• _EXERCISE BRIEF_: Starting with the line that contains "# test: pointer marks one dot per instance of the orange" and going on through the end of the listing, write those lines out again with "overcast" changed to "cloudy" and nothing else altered.

• _DATA SUPPLIED_:
------------------------------------

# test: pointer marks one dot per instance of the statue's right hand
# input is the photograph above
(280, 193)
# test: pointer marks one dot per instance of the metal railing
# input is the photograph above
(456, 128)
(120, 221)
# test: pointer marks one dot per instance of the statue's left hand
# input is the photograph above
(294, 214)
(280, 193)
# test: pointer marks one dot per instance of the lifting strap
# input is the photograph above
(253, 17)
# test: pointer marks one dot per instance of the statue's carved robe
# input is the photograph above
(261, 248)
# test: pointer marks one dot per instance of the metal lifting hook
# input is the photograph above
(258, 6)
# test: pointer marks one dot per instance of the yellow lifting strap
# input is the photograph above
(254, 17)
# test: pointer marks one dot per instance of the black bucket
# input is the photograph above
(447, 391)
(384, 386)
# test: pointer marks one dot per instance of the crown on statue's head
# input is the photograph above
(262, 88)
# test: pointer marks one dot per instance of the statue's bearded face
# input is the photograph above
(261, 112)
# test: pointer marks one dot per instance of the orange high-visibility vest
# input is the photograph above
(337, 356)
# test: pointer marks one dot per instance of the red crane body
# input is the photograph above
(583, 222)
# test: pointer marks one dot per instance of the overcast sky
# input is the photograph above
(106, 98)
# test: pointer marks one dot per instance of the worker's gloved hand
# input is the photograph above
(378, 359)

------------------------------------

• _REPLY_:
# test: pointer marks one dot per instance of the orange high-visibility vest
# input is the photograph above
(337, 356)
# test: pointer marks one dot per instance of the red crane body
# input is the photograph above
(583, 222)
# test: pointer marks one dot per instance of the cloudy sky
# input is the photograph above
(106, 98)
# test: pointer marks one dot per instance of the worker's gloved hand
# input is the photograph above
(378, 359)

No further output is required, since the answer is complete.